DO THIS:
In the interview excerpt below, what one-word reason does Frank give for things stopping being fun with The Black Parade?

EXTRACTED TEXT:
--------------------------------------------------

Was having fun the main aim with this record?
Gerard nods. "Fuck shit up and having fun. Have fun… it had to become fun again in order for us to keep going."
Did it stop being fun?
"Yes."
With The Black Parade?
"Yes."
Why?
"Overtouring," answers Frank, instantly. "It was such a heavy time. We were just in this capsule at times… a new city every day. I think there was a hatred for what we had created, because of what it made us have to do and what it put us through."
Gerard weighs in: "And how it was misinterpreted. You started to resent the project. You’re like ‘Fuck, I hate answering questions about this dark shit."

--------------------------------------------------

[Items from a dataset]
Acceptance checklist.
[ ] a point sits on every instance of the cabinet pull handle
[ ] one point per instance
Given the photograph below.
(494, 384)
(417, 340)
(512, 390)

--------------------------------------------------

PROBLEM SOLUTION:
Overtouring.